**WHAT THE TASK REQUIRES:**
Convert the lines below into a two-column CSV with the headers "prompt" and "outline". Make one row per request, holding its full text and its complete answer, each in a single quoted field with line breaks replaced by spaces, and leave out the pictures.

-.-.-

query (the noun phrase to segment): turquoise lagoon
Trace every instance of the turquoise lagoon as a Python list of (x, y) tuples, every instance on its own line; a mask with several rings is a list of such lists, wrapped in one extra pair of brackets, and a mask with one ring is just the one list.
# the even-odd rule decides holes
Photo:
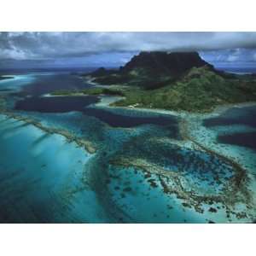
[[(49, 106), (44, 97), (88, 86), (68, 73), (0, 82), (7, 102), (0, 114), (0, 222), (256, 219), (255, 148), (222, 138), (242, 132), (254, 141), (253, 111), (189, 118), (185, 137), (174, 115), (97, 107), (100, 99), (86, 96), (79, 103), (51, 97)], [(224, 120), (230, 115), (232, 125)]]

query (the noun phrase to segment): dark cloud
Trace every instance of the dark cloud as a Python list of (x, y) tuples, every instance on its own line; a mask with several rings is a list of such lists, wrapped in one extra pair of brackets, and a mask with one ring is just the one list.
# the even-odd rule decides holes
[(1, 32), (0, 59), (49, 59), (111, 51), (256, 48), (256, 32)]
[(256, 64), (256, 32), (0, 32), (0, 68), (117, 67), (141, 50)]

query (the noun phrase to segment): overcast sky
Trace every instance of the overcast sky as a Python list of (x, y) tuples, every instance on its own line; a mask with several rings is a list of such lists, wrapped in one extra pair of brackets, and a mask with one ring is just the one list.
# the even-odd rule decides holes
[(0, 32), (0, 68), (115, 67), (141, 50), (199, 51), (256, 65), (256, 32)]

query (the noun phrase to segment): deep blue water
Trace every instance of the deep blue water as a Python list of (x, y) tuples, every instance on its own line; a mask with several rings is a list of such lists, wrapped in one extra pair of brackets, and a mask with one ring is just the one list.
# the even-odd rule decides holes
[(18, 101), (16, 110), (37, 111), (44, 113), (64, 113), (83, 111), (86, 106), (96, 103), (96, 96), (56, 96), (56, 97), (29, 97)]
[[(233, 132), (232, 127), (236, 125), (246, 125), (251, 128), (256, 128), (256, 107), (233, 108), (220, 116), (205, 119), (203, 125), (206, 127), (230, 127), (230, 133), (218, 134), (217, 140), (220, 143), (232, 144), (247, 147), (256, 150), (256, 131)], [(246, 129), (246, 128), (243, 128)]]
[(206, 127), (232, 125), (256, 127), (256, 107), (232, 108), (218, 117), (205, 119), (203, 125)]
[(90, 86), (79, 77), (67, 73), (41, 73), (35, 76), (35, 81), (23, 86), (17, 96), (38, 96), (58, 90), (79, 90)]

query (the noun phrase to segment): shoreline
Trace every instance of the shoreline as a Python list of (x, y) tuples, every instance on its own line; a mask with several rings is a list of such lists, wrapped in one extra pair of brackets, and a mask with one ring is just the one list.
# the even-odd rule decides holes
[(26, 124), (32, 125), (49, 134), (61, 135), (64, 137), (67, 142), (74, 142), (79, 147), (84, 148), (84, 149), (86, 150), (86, 153), (88, 154), (94, 154), (97, 150), (90, 141), (84, 140), (83, 138), (79, 138), (67, 131), (46, 127), (44, 126), (40, 122), (37, 122), (32, 119), (23, 117), (14, 113), (0, 112), (0, 114), (5, 115), (7, 118), (13, 118), (16, 120), (23, 121)]

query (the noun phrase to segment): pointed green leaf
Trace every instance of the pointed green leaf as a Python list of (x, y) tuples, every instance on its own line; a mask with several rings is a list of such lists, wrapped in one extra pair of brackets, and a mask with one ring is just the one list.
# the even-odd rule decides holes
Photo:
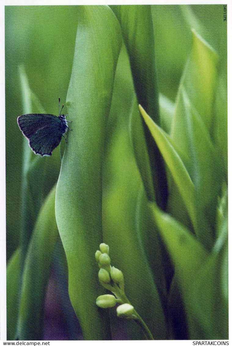
[(185, 295), (207, 253), (195, 236), (168, 214), (150, 203), (155, 222), (167, 246)]
[(208, 131), (212, 126), (218, 58), (212, 47), (193, 30), (192, 50), (181, 84)]
[(20, 252), (14, 253), (7, 266), (7, 331), (8, 340), (16, 340), (19, 292)]
[[(122, 28), (138, 101), (148, 112), (154, 121), (159, 124), (159, 98), (156, 86), (154, 37), (150, 6), (117, 5), (112, 7)], [(155, 143), (152, 140), (149, 131), (144, 123), (143, 126), (156, 202), (161, 208), (165, 209), (167, 201), (167, 186), (164, 161)], [(135, 137), (132, 135), (133, 139)], [(136, 144), (134, 146), (135, 148), (137, 147)], [(139, 155), (139, 153), (138, 154), (136, 154), (137, 158)], [(139, 163), (138, 166), (140, 169), (142, 170), (141, 165)], [(142, 172), (141, 174), (142, 176), (146, 178), (144, 183), (146, 185), (148, 175), (147, 174), (145, 177), (143, 173)], [(148, 197), (149, 199), (153, 197), (153, 194), (150, 190), (147, 190)]]
[(195, 190), (183, 162), (172, 145), (167, 135), (153, 121), (143, 108), (139, 106), (142, 115), (148, 127), (160, 152), (176, 184), (193, 227), (197, 231)]
[[(137, 204), (142, 182), (128, 130), (134, 95), (130, 74), (125, 74), (125, 71), (130, 70), (125, 53), (124, 50), (121, 51), (119, 58), (106, 127), (103, 166), (103, 239), (110, 246), (113, 265), (123, 273), (127, 296), (130, 302), (147, 324), (154, 338), (166, 339), (169, 337), (160, 297), (136, 233), (140, 223), (139, 213), (142, 217)], [(143, 191), (143, 196), (145, 193)], [(142, 203), (140, 208), (143, 210), (146, 206)], [(143, 226), (146, 228), (150, 225), (146, 222)], [(148, 232), (146, 228), (141, 230)], [(128, 337), (132, 340), (143, 339), (141, 330), (131, 322), (127, 321)], [(113, 329), (115, 323), (113, 319), (111, 326)]]
[(154, 201), (155, 191), (150, 160), (137, 99), (134, 100), (131, 112), (129, 126), (134, 153), (148, 198)]
[(20, 297), (17, 335), (41, 340), (46, 290), (58, 231), (55, 215), (56, 186), (43, 206), (28, 245)]
[(94, 254), (102, 242), (102, 166), (105, 131), (121, 48), (120, 27), (106, 6), (78, 7), (67, 97), (72, 131), (63, 157), (56, 217), (67, 257), (71, 302), (86, 340), (110, 338)]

-.-.-

**FULL OUTPUT:**
prompt,outline
"query (the noun phrase to segment): turquoise lagoon Trace every instance of the turquoise lagoon as a Python list of (x, y) tuples, every instance on its own line; a mask with several rings is a list of such lists, wrapped in one extra pair of brackets, and a mask with one ring is just the one list. # the even-odd rule decides holes Photo:","[[(49, 106), (44, 97), (88, 86), (68, 73), (0, 82), (7, 102), (0, 114), (0, 222), (256, 219), (255, 148), (222, 138), (242, 132), (254, 141), (253, 111), (189, 118), (185, 137), (174, 115), (97, 107), (100, 99), (86, 96), (79, 103), (51, 97)], [(224, 120), (230, 115), (232, 125)]]"
"query (the noun phrase to segment): dark cloud Trace every instance of the dark cloud as a Python list of (x, y) tuples, every instance on its own line; a mask with several rings is a list of such lists, wrapped in one extra pair of brackets, and a mask with one ring is just the one list. # the even-odd rule decides holes","[(1, 32), (0, 59), (49, 59), (111, 51), (256, 48), (256, 32)] [(256, 64), (256, 32), (0, 32), (0, 68), (117, 67), (141, 50)]"
"query (the noun phrase to segment): overcast sky Trace every instance of the overcast sky as a Python list of (x, y) tuples, every instance on its own line; a mask with several rings is a list of such lists, wrapped in one extra pair of brackets, and a mask with one ring is just the one list. # the even-odd rule decides holes","[(0, 32), (0, 68), (115, 67), (141, 50), (199, 51), (256, 65), (256, 32)]"
"query (the noun phrase to segment): deep blue water Trace every instance of the deep blue water as a Python list of (x, y) tuples, every instance on its own line; a mask with several rings is a list of such lists, wrapped in one extra pair of brackets, and a mask with one ring is just the one list. # the even-odd rule decides holes","[(18, 101), (16, 110), (37, 111), (44, 113), (64, 113), (83, 111), (86, 106), (96, 103), (96, 96), (56, 96), (56, 97), (29, 97)] [[(233, 132), (232, 127), (236, 125), (246, 125), (251, 128), (256, 128), (256, 107), (233, 108), (220, 116), (205, 119), (203, 125), (206, 127), (230, 127), (230, 133), (218, 134), (217, 140), (220, 143), (232, 144), (247, 147), (256, 150), (256, 131)], [(246, 129), (246, 128), (243, 128)]] [(206, 127), (232, 125), (256, 127), (256, 107), (232, 108), (218, 117), (205, 119), (203, 125)] [(90, 86), (79, 77), (67, 73), (41, 73), (35, 76), (35, 81), (23, 86), (17, 96), (38, 96), (58, 90), (79, 90)]"
"query (the noun phrase to segment): shoreline Trace every instance of the shoreline as a Python list of (x, y) tuples, every instance on its own line; a mask with several rings is a list of such lists, wrapped in one extra pair of brackets, and a mask with one ring is just the one list. # the even-odd rule decides holes","[(26, 124), (32, 125), (49, 134), (61, 135), (64, 137), (67, 142), (74, 142), (79, 147), (84, 148), (84, 149), (86, 150), (86, 153), (88, 154), (94, 154), (97, 150), (90, 141), (84, 140), (83, 138), (79, 138), (67, 131), (46, 127), (44, 126), (40, 122), (37, 122), (32, 119), (23, 117), (14, 113), (0, 112), (0, 114), (5, 115), (7, 118), (13, 118), (16, 120), (23, 121)]"
"query (the noun phrase to segment): pointed green leaf Trace every instance of the pointed green leaf as a Python list of (x, y) tuples, every instance on its own line; a mask with several rings is a list of such lists, wrapped in one extra pair of brackets, and a mask with one ring is just the one list. # the even-odd rule decides holes Photo:","[(185, 295), (207, 253), (195, 236), (168, 214), (150, 203), (155, 222), (167, 246)] [(208, 131), (212, 126), (218, 58), (212, 47), (193, 30), (192, 50), (181, 84)] [(20, 252), (14, 253), (7, 266), (7, 331), (8, 340), (16, 340), (19, 292)] [[(122, 28), (138, 101), (148, 112), (154, 121), (159, 124), (159, 98), (156, 86), (154, 37), (150, 6), (117, 5), (112, 7)], [(155, 143), (152, 140), (149, 131), (144, 123), (143, 126), (156, 202), (161, 208), (165, 209), (167, 201), (167, 186), (164, 161)], [(135, 137), (132, 135), (133, 139)], [(136, 144), (134, 146), (135, 148), (137, 147)], [(139, 155), (139, 153), (138, 154), (136, 154), (137, 158)], [(139, 163), (138, 166), (140, 169), (142, 170), (141, 165)], [(142, 172), (141, 174), (142, 176), (146, 178), (144, 183), (146, 185), (148, 175), (147, 174), (145, 177), (143, 173)], [(148, 197), (149, 199), (153, 197), (153, 194), (150, 190), (147, 190)]] [(195, 190), (183, 162), (172, 145), (167, 135), (153, 121), (143, 108), (139, 106), (142, 115), (148, 127), (160, 152), (176, 184), (193, 227), (197, 231)] [[(137, 204), (142, 182), (128, 130), (134, 95), (130, 74), (125, 74), (125, 71), (130, 70), (125, 53), (124, 50), (121, 51), (119, 58), (106, 127), (103, 166), (103, 239), (110, 246), (113, 265), (123, 273), (127, 296), (130, 302), (147, 324), (154, 338), (166, 339), (169, 337), (160, 297), (136, 233), (140, 223), (139, 213), (142, 217)], [(143, 191), (143, 196), (145, 193)], [(142, 203), (140, 208), (143, 210), (146, 206)], [(143, 226), (146, 228), (150, 225), (146, 222)], [(148, 232), (146, 228), (141, 230)], [(128, 337), (132, 340), (143, 339), (141, 330), (131, 322), (127, 321)], [(113, 329), (115, 323), (113, 319), (111, 326)]] [(154, 201), (155, 191), (150, 160), (137, 99), (134, 100), (131, 112), (129, 126), (134, 153), (148, 198)] [(20, 297), (17, 335), (41, 340), (46, 290), (58, 231), (55, 215), (56, 186), (43, 206), (28, 245)] [(94, 254), (102, 242), (102, 166), (105, 131), (121, 48), (120, 27), (106, 6), (78, 7), (67, 97), (72, 131), (63, 157), (56, 217), (67, 257), (71, 302), (86, 340), (110, 338)]"